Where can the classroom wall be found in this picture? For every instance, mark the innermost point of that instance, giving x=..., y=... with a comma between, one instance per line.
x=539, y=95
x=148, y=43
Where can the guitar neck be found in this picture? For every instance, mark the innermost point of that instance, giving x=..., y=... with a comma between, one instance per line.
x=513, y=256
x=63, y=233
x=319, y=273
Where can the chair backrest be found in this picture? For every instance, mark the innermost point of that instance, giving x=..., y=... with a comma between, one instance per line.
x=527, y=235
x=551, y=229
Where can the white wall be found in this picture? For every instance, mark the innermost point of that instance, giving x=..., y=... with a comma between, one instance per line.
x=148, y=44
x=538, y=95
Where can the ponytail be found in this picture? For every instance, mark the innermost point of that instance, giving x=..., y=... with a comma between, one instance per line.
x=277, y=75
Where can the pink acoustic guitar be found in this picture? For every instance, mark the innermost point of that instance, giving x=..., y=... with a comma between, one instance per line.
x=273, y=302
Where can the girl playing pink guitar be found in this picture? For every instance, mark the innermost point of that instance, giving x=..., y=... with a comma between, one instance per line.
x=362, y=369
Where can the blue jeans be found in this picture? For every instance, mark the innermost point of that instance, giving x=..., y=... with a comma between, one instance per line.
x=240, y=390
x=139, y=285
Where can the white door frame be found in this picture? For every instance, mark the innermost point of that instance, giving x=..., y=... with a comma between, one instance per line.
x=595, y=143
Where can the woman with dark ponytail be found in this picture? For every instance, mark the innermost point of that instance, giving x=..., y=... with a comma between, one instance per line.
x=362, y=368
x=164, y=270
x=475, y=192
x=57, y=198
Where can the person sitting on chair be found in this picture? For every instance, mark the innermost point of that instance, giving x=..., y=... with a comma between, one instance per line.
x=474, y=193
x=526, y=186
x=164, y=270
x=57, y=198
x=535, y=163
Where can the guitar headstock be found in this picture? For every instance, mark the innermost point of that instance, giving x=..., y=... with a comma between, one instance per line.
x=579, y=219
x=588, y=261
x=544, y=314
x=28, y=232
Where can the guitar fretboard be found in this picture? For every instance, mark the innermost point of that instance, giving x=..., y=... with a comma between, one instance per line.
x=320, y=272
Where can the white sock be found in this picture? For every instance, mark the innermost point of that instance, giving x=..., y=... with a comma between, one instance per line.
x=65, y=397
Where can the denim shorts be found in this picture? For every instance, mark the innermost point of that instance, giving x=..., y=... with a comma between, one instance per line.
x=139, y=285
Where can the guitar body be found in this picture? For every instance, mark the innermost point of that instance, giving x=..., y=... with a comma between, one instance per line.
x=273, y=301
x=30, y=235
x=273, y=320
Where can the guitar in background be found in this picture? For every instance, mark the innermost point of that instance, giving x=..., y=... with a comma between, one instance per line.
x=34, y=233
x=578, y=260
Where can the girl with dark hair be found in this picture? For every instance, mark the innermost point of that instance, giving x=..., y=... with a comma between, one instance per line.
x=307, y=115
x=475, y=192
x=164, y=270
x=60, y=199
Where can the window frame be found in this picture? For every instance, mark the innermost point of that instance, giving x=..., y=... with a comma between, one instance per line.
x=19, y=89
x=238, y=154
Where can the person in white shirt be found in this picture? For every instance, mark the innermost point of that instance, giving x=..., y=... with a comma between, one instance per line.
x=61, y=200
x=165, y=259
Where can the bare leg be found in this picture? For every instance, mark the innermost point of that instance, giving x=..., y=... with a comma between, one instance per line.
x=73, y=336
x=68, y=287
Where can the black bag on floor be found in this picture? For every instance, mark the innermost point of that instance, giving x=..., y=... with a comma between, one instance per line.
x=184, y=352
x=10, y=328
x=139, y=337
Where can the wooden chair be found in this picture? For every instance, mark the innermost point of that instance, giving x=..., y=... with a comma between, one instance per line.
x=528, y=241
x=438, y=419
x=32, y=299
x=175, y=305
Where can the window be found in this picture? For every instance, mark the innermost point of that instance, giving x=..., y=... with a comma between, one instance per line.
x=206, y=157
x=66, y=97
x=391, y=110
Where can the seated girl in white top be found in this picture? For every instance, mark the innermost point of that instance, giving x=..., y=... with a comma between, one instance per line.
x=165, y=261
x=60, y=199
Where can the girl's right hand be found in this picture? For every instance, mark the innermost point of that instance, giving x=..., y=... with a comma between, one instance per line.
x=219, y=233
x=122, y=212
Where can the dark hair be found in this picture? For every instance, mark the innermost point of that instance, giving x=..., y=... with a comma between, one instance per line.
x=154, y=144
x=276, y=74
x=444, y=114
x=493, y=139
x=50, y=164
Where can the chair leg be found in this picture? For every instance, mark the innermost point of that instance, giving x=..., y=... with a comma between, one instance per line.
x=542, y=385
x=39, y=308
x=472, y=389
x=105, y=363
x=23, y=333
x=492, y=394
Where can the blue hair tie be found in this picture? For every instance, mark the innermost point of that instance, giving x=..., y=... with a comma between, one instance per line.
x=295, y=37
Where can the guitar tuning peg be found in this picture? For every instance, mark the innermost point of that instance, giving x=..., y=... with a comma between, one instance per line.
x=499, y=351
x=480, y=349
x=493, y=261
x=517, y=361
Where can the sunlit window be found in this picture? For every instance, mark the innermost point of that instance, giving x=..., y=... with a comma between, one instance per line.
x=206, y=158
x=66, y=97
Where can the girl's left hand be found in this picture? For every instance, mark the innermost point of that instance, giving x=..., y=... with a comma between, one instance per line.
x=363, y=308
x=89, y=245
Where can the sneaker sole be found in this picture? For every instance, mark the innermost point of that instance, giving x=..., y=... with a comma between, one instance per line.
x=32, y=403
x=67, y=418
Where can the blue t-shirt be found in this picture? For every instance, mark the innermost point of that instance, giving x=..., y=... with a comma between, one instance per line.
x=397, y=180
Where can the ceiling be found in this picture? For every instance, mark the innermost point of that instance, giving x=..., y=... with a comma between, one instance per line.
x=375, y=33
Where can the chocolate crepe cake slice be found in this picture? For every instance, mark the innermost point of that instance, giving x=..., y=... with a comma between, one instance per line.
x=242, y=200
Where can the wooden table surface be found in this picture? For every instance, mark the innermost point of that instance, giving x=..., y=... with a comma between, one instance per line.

- Task instructions:
Reproduce all of the entries verbatim.

- Solution:
Where can the classroom wall be found in this picture? For every instance, mark the innermost point of that instance, giving x=..., y=... with a comma between, one instance per line.
x=539, y=95
x=148, y=43
Where can the guitar neck be found in this picture? For every instance, mark the innermost point of that instance, giving x=..., y=... with a comma between, one instance per line.
x=513, y=256
x=63, y=233
x=319, y=273
Where can the chair backrest be found in this picture? For every instance, mark the innermost point of that instance, giving x=..., y=... with a comma between, one instance per line.
x=527, y=235
x=551, y=229
Where can the white wall be found in this picture? For every instance, mark the innermost point of that instance, giving x=..., y=... with a comma between, one instance per line.
x=148, y=44
x=538, y=95
Where can the ponytail be found in this picture? For every instance, mark the innermost point of that instance, giving x=..., y=... with a comma between, one instance per line.
x=277, y=75
Where can the pink acoustic guitar be found in this picture? For every instance, mark the innermost point of that instance, giving x=..., y=... with a comma between, one instance per line.
x=273, y=302
Where can the girl playing pink guitar be found in this picture? For every instance, mark the innermost point of that instance, giving x=..., y=... with a comma between, one instance per line.
x=362, y=369
Where can the blue jeans be found in this picture? For every instance, mark the innermost point of that instance, giving x=..., y=... with a comma between, one instance per line.
x=240, y=390
x=139, y=285
Where can the white door frame be found in this picture? For every instance, mark the innermost point of that instance, giving x=..., y=... with a comma between, one instance per line.
x=595, y=143
Where can the woman with dark ponytail be found in this picture? For every instance, mark the innermost point of that instance, giving x=..., y=... with a comma between, one instance per line.
x=362, y=368
x=164, y=270
x=475, y=192
x=57, y=198
Where can the person sitting on chair be found in this picture? For every instance, mark the innermost point of that instance, giving x=..., y=... with a comma between, one instance per line.
x=474, y=193
x=526, y=186
x=164, y=270
x=57, y=198
x=535, y=163
Where can the guitar headstock be found in this picture? For every instance, mark the innermost point of that instance, giving x=..., y=... with a comma between, one instance per line.
x=579, y=219
x=588, y=261
x=544, y=314
x=28, y=232
Where can the guitar fretboard be found in this picture? For every instance, mark the innermost point of that instance, giving x=..., y=... with a comma between, one instance per line.
x=320, y=272
Where can the white sock be found in this picture? For every instance, mark the innermost point of that instance, giving x=..., y=... with a comma between, one instance per line.
x=65, y=397
Where can the denim shorts be found in this picture? For every instance, mark the innermost point of that instance, giving x=..., y=... with a comma between, one instance per line.
x=139, y=285
Where can the guitar body be found in this picture? For every instance, mark the innermost point of that instance, giving x=..., y=... with a comma between, one instance per line.
x=273, y=301
x=30, y=235
x=273, y=320
Where can the guitar in background be found in this picture? For every instance, mark the innermost point of that instance, giving x=..., y=... with a comma between, one instance per line.
x=34, y=233
x=578, y=260
Where can the girl with dark hair be found in this picture? For every instance, mark the innermost point of that instance, giving x=..., y=... with a comma between, one instance per line.
x=307, y=115
x=475, y=192
x=164, y=270
x=60, y=199
Where can the window frame be found in this picture? For every instance, mark the innermost point of that instance, giving x=..., y=... with a comma between, one instance per line.
x=19, y=89
x=238, y=154
Where can the person in white shirt be found in this picture? For every instance, mark the innermost point of that instance, giving x=..., y=... with a comma between, one instance per line.
x=61, y=200
x=165, y=259
Where can the bare leg be found in this picture? For every instance, mark the innermost point of that instance, giving x=..., y=... with a comma between, one instance per line.
x=73, y=336
x=68, y=287
Where can the black bag on floor be found in this picture? For every instance, mark the innermost point of that instance, giving x=..., y=... with a comma between, one instance per line.
x=184, y=352
x=10, y=328
x=139, y=337
Where can the wooden chair be found in this picture? For every instance, mark the innermost point of that instance, giving x=..., y=... with a comma between, one instance per line.
x=528, y=241
x=438, y=419
x=32, y=299
x=175, y=305
Where can the window be found in this picture? For every instance, mark the innermost point of that instance, giving x=..., y=... with a comma between, one instance per line.
x=206, y=157
x=66, y=97
x=391, y=110
Where can the seated girl in white top be found in this picture? For every instance, mark the innermost point of that instance, giving x=..., y=... with a comma between, one instance per line.
x=165, y=261
x=60, y=199
Where can the girl's right hand be found in this picture? For every instance, mark the innermost point of that instance, giving x=..., y=... with a comma between, one instance per line.
x=219, y=233
x=122, y=212
Where can the dark hair be found in this picture? For every instance, mark the innermost point of that instance, giving x=..., y=... with a comma between, one instance per line.
x=154, y=144
x=276, y=74
x=444, y=114
x=493, y=139
x=50, y=164
Where can the chair leg be found in this picture? For every instance, mark the innermost point of that instance, giving x=..., y=... with a comma between, one instance per line.
x=542, y=385
x=39, y=308
x=472, y=389
x=105, y=363
x=23, y=333
x=492, y=394
Where can the blue hair tie be found in this picture? For every instance, mark the innermost point of that instance, giving x=..., y=... with a comma between, one instance per line.
x=295, y=37
Where can the guitar tuning peg be found in this picture? For every instance, mark the innermost point of that instance, giving x=..., y=... with a comma between, one instance per line.
x=499, y=351
x=480, y=349
x=493, y=261
x=517, y=361
Where can the sunlit window be found in this picture? For every instance, mark the innermost point of that instance, giving x=..., y=... with a comma between, one instance per line.
x=206, y=158
x=66, y=97
Where can the girl's left hand be found in this picture? For every instance, mark the innermost point of that instance, giving x=..., y=... with a comma between, one instance per line.
x=363, y=308
x=89, y=245
Where can the sneaker sole be found in this picture? For every instance, mark the innermost point of that instance, giving x=..., y=... with a comma between, one instance per line.
x=32, y=403
x=67, y=418
Where can the blue t-shirt be found in this picture? For every instance, mark the innermost point of that instance, giving x=..., y=... with a comma between, one instance per line.
x=397, y=180
Where can the ceiling be found in this picture? For every instance, mark the innermost point of that instance, giving x=..., y=... with a comma between, one instance per line.
x=375, y=33
Where can the chocolate crepe cake slice be found in this picture? For every instance, mark the innermost point of that instance, giving x=..., y=... with a comma between, one instance per line.
x=242, y=200
Where can the wooden table surface be found in this picture? For every instance, mark the innermost point of that instance, giving x=..., y=... with a comma between, one instance per line.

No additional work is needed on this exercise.